→ Tujuan 1
Jawablah pertanyaan berikut berdasarkan bacaan tentang Hari Ibu.
(a) Tanggal berapa Hari Ibu jatuh menurut bacaan?
(b) Pada tahun berapa ibu penulis meninggal?
(c) Apa yang diminta sang ibu untuk dirayakan penulis di tengah penderitaannya?

→ Teks Bacaan
=====

Monday, December 19, 2005

I-B-U

Catatan Rabu Pagi 14

Sejak Senin kemarin, setiap saya mendengarkan siaran beberapa radio saat terjebak kemacetan Jakarta yang tak pernah berkurang, sejumlah penyiar membahas tema yang sama: Ibu. Ya, tanggal 22 Desember nanti adalah Hari Ibu. Saya langsung terkenang almarhumah ibu saya yang meninggal tahun 1994 karena kanker rahim. Ibu. Mami. Mama. Bunda. Nyokap. Apapun dan bagaimanapun kita memanggilnya, tetap terasa kedalaman hubungan khas seorang ibu dengan anak-anaknya. Tetap terasa ketulusan cinta kasih seorang ibu pada anaknya.

Ibu saya adalah seorang perempuan luar biasa. Seorang perempuan tangguh yang tetap tegar dalam hempasan badai kehidupan. Di saat kesulitan ekonomi menghantam, Ibu berjuang membantu ayah saya dengan berbagai usaha. Di saat krisis kepercayaan melanda diri ayah saya, Ibu menguatkannya dengan tetap berada di sisi Ayah dan anak-anaknya. Dia juga tegas dan berani. Ia selalu siap membela anak-anaknya dari ancaman dan bahaya apapun. Saya masih ingat betul bagaimana ia meminta saya untuk merayakan ulang tahun anak pertama saya di tengah penderitaannya yang menghebat oleh kanker jahanam itu. Saya juga masih ingat betul betapa saya kerap melukai hatinya tapi ia selalu memaafkan. Saya memang keras hati. Keras kepala. Tapi Ibu tetap menyayangi saya dengan tulus. Seperti syair lagu Iwan Fals.

=====

→ Cuplikan Daftar
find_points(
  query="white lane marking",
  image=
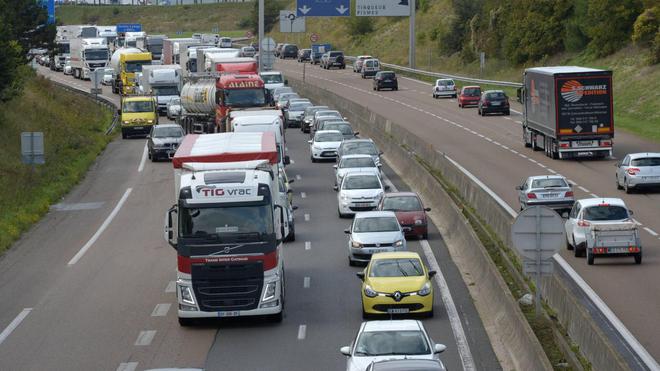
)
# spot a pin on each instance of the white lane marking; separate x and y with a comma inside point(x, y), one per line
point(302, 332)
point(161, 310)
point(145, 338)
point(144, 159)
point(452, 313)
point(127, 366)
point(14, 324)
point(651, 231)
point(101, 229)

=====

→ Tujuan 2
Sajikan semua baris daftar pada Blok 1 di atas sebagai tabel Markdown berkolom "Nomor" dan "Baris Daftar", tanpa baris kosong. Gambar tidak perlu dimasukkan ke dalam jawaban.

→ Penyelesaian Soal 1
(a) 22 Desember.
(b) Tahun 1994.
(c) Ulang tahun anak pertama penulis.

→ Penyelesaian Soal 2
| Nomor | Baris Daftar |
|---|---|
| 1 | find_points( |
| 2 |   query="white lane marking", |
| 3 |   image= |
| 4 | ) |
| 5 | # spot a pin on each instance of the white lane marking; separate x and y with a comma inside point(x, y), one per line |
| 6 | point(302, 332) |
| 7 | point(161, 310) |
| 8 | point(145, 338) |
| 9 | point(144, 159) |
| 10 | point(452, 313) |
| 11 | point(127, 366) |
| 12 | point(14, 324) |
| 13 | point(651, 231) |
| 14 | point(101, 229) |